What is expected
Looking at the data below, state how many lines contain "sock". No other words are wanted.
+--
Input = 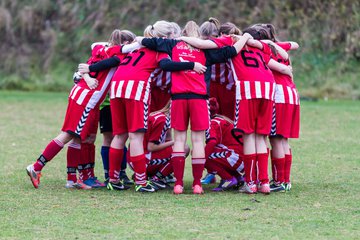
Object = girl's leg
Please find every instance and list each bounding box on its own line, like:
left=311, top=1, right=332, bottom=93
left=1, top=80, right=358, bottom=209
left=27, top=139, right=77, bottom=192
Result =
left=171, top=130, right=187, bottom=190
left=270, top=137, right=286, bottom=185
left=108, top=133, right=128, bottom=182
left=283, top=138, right=292, bottom=188
left=128, top=132, right=148, bottom=187
left=239, top=133, right=258, bottom=193
left=255, top=134, right=270, bottom=193
left=191, top=130, right=206, bottom=189
left=100, top=132, right=113, bottom=181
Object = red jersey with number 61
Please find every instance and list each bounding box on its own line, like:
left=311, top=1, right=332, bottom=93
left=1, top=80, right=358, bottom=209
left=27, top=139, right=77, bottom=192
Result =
left=110, top=48, right=168, bottom=103
left=231, top=42, right=276, bottom=100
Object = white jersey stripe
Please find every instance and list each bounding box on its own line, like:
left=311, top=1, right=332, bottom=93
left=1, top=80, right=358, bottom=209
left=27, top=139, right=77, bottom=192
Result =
left=287, top=86, right=294, bottom=104
left=135, top=81, right=144, bottom=101
left=235, top=81, right=241, bottom=100
left=244, top=81, right=251, bottom=99
left=125, top=80, right=134, bottom=99
left=110, top=81, right=116, bottom=99
left=76, top=89, right=89, bottom=105
left=265, top=82, right=270, bottom=100
left=70, top=86, right=81, bottom=100
left=255, top=81, right=262, bottom=98
left=116, top=81, right=124, bottom=98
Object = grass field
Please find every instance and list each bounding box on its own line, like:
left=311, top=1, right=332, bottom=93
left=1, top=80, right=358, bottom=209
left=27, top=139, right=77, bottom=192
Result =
left=0, top=91, right=359, bottom=239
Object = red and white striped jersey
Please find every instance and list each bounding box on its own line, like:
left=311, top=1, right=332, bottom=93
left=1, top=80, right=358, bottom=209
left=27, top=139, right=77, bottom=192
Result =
left=208, top=116, right=242, bottom=154
left=150, top=67, right=171, bottom=91
left=230, top=42, right=276, bottom=100
left=272, top=42, right=300, bottom=105
left=69, top=45, right=122, bottom=109
left=210, top=36, right=236, bottom=89
left=110, top=48, right=168, bottom=103
left=143, top=112, right=171, bottom=152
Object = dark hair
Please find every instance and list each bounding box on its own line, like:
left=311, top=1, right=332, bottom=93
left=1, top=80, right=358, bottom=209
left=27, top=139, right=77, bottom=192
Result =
left=243, top=27, right=277, bottom=56
left=219, top=22, right=242, bottom=35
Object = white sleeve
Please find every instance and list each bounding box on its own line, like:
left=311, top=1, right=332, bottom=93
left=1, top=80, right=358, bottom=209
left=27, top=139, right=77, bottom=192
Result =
left=122, top=42, right=142, bottom=53
left=91, top=42, right=108, bottom=50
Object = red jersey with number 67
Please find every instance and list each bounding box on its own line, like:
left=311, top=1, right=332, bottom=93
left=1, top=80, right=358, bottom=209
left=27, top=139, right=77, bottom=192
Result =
left=110, top=48, right=168, bottom=103
left=231, top=42, right=276, bottom=100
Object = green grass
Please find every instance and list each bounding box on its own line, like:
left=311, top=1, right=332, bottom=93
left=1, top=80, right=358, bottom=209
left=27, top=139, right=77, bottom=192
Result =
left=0, top=91, right=359, bottom=239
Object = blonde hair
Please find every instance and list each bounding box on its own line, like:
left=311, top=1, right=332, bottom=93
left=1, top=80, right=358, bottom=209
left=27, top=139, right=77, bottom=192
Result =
left=182, top=21, right=200, bottom=38
left=171, top=22, right=181, bottom=38
left=151, top=100, right=171, bottom=116
left=145, top=20, right=173, bottom=38
left=219, top=22, right=242, bottom=35
left=199, top=17, right=220, bottom=39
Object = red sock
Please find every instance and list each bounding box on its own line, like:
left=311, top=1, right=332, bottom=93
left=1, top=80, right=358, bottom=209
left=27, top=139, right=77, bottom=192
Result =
left=171, top=152, right=185, bottom=186
left=284, top=153, right=292, bottom=183
left=243, top=154, right=256, bottom=184
left=88, top=143, right=95, bottom=178
left=78, top=143, right=89, bottom=181
left=271, top=156, right=285, bottom=183
left=66, top=142, right=80, bottom=182
left=192, top=158, right=206, bottom=186
left=147, top=165, right=161, bottom=177
left=34, top=139, right=64, bottom=171
left=130, top=154, right=147, bottom=186
left=257, top=153, right=269, bottom=184
left=109, top=148, right=124, bottom=181
left=159, top=162, right=173, bottom=177
left=206, top=160, right=232, bottom=180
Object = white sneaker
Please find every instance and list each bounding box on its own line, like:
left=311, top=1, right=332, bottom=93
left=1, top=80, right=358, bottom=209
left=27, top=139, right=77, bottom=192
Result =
left=65, top=180, right=75, bottom=189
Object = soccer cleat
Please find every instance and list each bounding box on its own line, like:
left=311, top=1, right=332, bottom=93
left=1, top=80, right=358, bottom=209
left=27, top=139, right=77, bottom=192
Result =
left=107, top=180, right=130, bottom=191
left=201, top=173, right=216, bottom=184
left=84, top=177, right=106, bottom=188
left=26, top=164, right=42, bottom=189
left=149, top=179, right=167, bottom=190
left=284, top=182, right=292, bottom=192
left=212, top=177, right=238, bottom=192
left=120, top=172, right=134, bottom=185
left=74, top=179, right=92, bottom=190
left=165, top=174, right=176, bottom=184
left=270, top=182, right=286, bottom=192
left=65, top=180, right=76, bottom=189
left=239, top=182, right=257, bottom=194
left=135, top=183, right=157, bottom=193
left=193, top=184, right=204, bottom=194
left=258, top=183, right=270, bottom=194
left=173, top=184, right=184, bottom=195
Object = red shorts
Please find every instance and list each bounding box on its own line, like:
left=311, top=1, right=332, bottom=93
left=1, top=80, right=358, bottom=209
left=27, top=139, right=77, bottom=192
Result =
left=210, top=82, right=235, bottom=120
left=271, top=103, right=300, bottom=138
left=234, top=99, right=273, bottom=135
left=150, top=87, right=171, bottom=112
left=110, top=98, right=148, bottom=135
left=171, top=99, right=209, bottom=131
left=61, top=99, right=99, bottom=140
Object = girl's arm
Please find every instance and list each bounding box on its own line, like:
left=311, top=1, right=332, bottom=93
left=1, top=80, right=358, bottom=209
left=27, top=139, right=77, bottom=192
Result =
left=82, top=73, right=99, bottom=90
left=121, top=42, right=142, bottom=53
left=177, top=36, right=218, bottom=49
left=147, top=140, right=174, bottom=152
left=260, top=39, right=289, bottom=60
left=288, top=41, right=299, bottom=50
left=268, top=59, right=293, bottom=78
left=78, top=56, right=120, bottom=74
left=159, top=59, right=207, bottom=74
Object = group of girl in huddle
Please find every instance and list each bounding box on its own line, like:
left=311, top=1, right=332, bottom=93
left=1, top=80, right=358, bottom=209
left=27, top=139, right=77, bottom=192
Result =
left=26, top=18, right=300, bottom=195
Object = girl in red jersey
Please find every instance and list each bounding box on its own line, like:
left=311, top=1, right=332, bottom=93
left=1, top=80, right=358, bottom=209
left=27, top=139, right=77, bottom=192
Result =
left=205, top=98, right=244, bottom=192
left=137, top=21, right=252, bottom=194
left=178, top=28, right=291, bottom=194
left=83, top=24, right=207, bottom=193
left=26, top=29, right=128, bottom=189
left=252, top=24, right=300, bottom=192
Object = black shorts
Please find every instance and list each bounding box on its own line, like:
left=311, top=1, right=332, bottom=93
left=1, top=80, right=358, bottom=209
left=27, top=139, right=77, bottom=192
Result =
left=99, top=105, right=112, bottom=133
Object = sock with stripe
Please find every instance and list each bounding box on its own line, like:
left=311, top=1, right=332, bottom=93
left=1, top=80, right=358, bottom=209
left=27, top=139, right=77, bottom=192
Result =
left=171, top=152, right=185, bottom=186
left=243, top=154, right=257, bottom=184
left=109, top=147, right=124, bottom=182
left=192, top=158, right=206, bottom=186
left=271, top=156, right=285, bottom=184
left=284, top=152, right=292, bottom=183
left=78, top=143, right=90, bottom=181
left=130, top=154, right=147, bottom=186
left=257, top=153, right=269, bottom=184
left=33, top=139, right=64, bottom=171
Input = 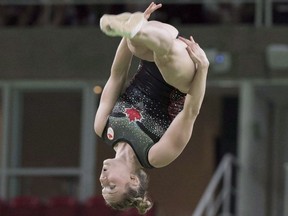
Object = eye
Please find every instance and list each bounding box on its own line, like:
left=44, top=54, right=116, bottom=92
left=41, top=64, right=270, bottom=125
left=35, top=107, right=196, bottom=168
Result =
left=101, top=184, right=116, bottom=192
left=109, top=185, right=116, bottom=190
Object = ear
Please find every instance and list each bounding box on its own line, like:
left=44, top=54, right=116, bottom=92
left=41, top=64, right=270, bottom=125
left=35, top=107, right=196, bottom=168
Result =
left=130, top=174, right=140, bottom=187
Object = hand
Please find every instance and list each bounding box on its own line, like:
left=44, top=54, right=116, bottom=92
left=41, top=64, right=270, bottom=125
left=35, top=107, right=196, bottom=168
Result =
left=178, top=36, right=209, bottom=69
left=143, top=2, right=162, bottom=20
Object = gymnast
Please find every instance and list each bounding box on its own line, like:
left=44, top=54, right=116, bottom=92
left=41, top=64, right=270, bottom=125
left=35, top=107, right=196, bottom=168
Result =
left=94, top=2, right=209, bottom=214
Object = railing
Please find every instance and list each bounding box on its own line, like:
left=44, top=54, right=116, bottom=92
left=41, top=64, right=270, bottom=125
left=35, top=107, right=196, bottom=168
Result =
left=192, top=154, right=237, bottom=216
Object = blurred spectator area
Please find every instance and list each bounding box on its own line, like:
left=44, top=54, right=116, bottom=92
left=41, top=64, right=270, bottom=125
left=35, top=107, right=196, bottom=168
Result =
left=0, top=2, right=287, bottom=27
left=0, top=2, right=271, bottom=27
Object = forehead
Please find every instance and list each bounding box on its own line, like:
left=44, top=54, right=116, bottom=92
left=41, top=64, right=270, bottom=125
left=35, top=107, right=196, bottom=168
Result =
left=103, top=186, right=126, bottom=203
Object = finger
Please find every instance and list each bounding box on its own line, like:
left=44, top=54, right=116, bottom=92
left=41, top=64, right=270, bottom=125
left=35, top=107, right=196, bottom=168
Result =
left=186, top=46, right=198, bottom=58
left=187, top=36, right=199, bottom=48
left=156, top=3, right=162, bottom=8
left=179, top=36, right=194, bottom=47
left=150, top=3, right=161, bottom=13
left=178, top=36, right=187, bottom=40
left=178, top=36, right=188, bottom=41
left=152, top=3, right=162, bottom=12
left=147, top=2, right=154, bottom=11
left=179, top=35, right=195, bottom=46
left=186, top=46, right=194, bottom=56
left=190, top=36, right=195, bottom=43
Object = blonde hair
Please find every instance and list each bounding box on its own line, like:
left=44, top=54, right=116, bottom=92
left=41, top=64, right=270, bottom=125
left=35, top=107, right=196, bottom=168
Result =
left=130, top=196, right=153, bottom=214
left=106, top=169, right=152, bottom=214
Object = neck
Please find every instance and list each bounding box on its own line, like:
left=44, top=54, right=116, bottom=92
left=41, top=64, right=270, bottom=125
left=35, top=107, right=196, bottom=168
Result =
left=114, top=142, right=142, bottom=169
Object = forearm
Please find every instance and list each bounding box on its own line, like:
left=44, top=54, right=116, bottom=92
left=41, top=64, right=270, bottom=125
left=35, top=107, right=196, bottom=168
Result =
left=111, top=38, right=133, bottom=79
left=94, top=38, right=133, bottom=136
left=185, top=65, right=208, bottom=116
left=148, top=71, right=207, bottom=167
left=104, top=38, right=133, bottom=107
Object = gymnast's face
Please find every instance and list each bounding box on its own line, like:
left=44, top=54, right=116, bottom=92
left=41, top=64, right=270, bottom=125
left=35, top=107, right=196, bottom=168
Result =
left=99, top=158, right=136, bottom=203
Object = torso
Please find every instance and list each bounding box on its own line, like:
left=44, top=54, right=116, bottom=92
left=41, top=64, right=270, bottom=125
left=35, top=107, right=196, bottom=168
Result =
left=101, top=60, right=186, bottom=168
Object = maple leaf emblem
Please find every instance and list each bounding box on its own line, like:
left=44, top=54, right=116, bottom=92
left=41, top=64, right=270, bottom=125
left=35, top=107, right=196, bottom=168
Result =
left=107, top=127, right=114, bottom=140
left=125, top=107, right=143, bottom=122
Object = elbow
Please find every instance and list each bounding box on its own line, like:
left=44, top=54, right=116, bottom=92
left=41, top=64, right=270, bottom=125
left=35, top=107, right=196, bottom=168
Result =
left=183, top=108, right=200, bottom=120
left=94, top=121, right=100, bottom=137
left=94, top=116, right=104, bottom=138
left=94, top=123, right=103, bottom=138
left=94, top=121, right=98, bottom=135
left=188, top=103, right=202, bottom=119
left=190, top=108, right=200, bottom=118
left=184, top=102, right=201, bottom=118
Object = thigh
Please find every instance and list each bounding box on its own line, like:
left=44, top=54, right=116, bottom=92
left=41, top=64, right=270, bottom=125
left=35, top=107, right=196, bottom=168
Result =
left=127, top=39, right=154, bottom=61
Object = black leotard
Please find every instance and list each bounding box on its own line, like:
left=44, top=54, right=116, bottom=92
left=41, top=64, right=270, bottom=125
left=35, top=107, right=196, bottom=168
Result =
left=102, top=60, right=185, bottom=168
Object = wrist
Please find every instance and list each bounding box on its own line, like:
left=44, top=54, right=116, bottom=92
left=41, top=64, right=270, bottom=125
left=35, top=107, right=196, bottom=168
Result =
left=197, top=65, right=209, bottom=72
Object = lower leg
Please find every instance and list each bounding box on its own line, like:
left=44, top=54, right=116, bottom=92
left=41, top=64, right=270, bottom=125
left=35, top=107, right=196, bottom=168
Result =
left=100, top=13, right=178, bottom=57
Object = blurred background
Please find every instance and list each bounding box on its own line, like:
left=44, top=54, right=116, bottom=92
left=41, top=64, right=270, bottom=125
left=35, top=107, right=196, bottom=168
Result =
left=0, top=0, right=287, bottom=216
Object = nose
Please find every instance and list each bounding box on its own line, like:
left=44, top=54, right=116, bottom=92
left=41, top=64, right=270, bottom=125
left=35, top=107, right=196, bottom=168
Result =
left=100, top=174, right=106, bottom=180
left=99, top=174, right=108, bottom=185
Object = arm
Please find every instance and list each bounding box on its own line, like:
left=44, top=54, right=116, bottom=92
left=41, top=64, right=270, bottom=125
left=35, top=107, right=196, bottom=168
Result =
left=148, top=36, right=209, bottom=168
left=94, top=38, right=133, bottom=137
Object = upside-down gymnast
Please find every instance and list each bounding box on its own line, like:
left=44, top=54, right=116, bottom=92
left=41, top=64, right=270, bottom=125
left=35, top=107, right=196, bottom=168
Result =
left=94, top=2, right=209, bottom=214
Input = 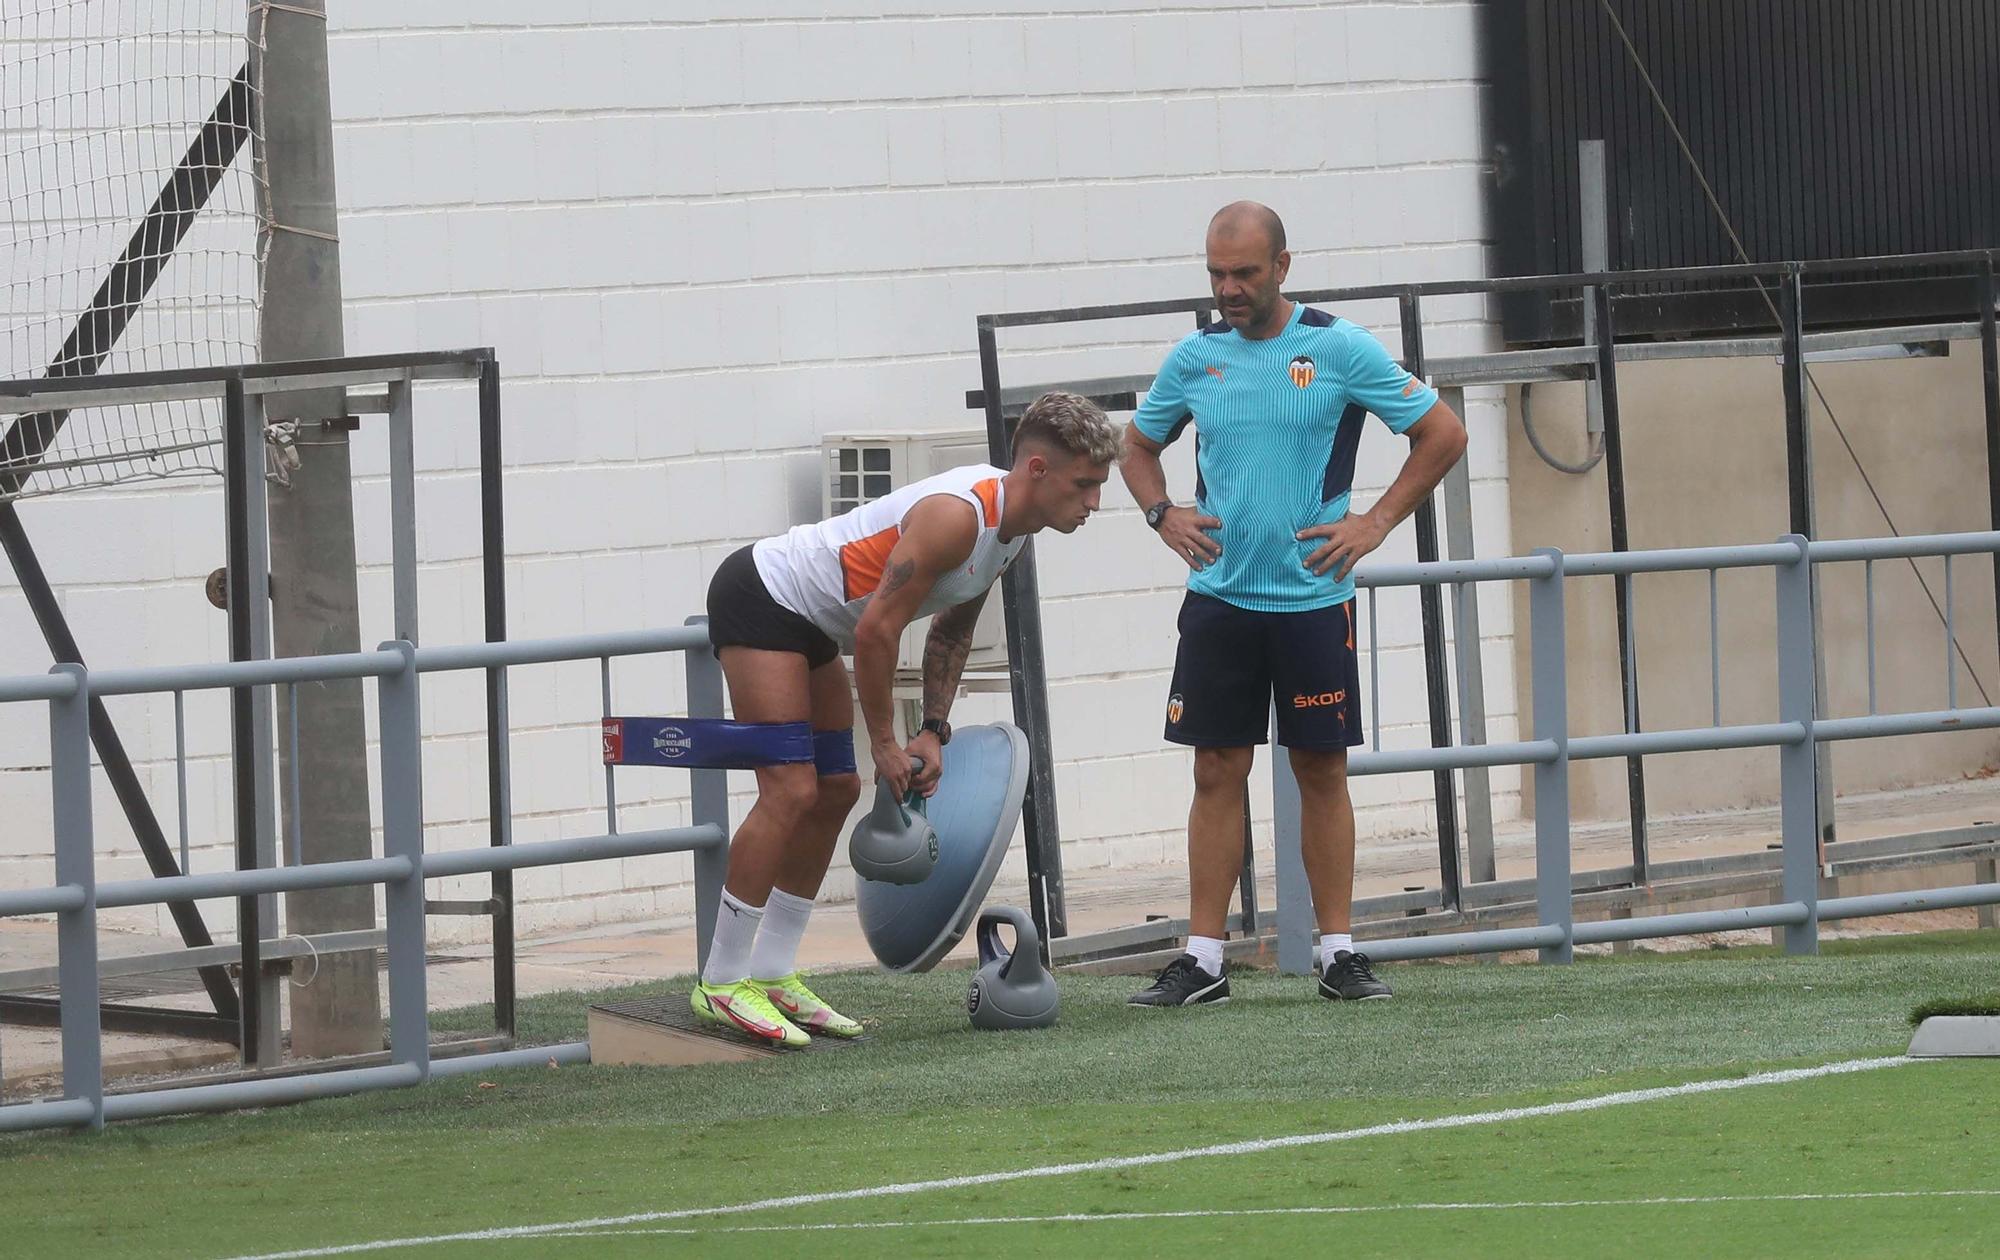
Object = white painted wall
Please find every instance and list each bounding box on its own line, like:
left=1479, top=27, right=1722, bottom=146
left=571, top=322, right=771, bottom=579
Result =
left=0, top=1, right=1513, bottom=942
+--
Written solution
2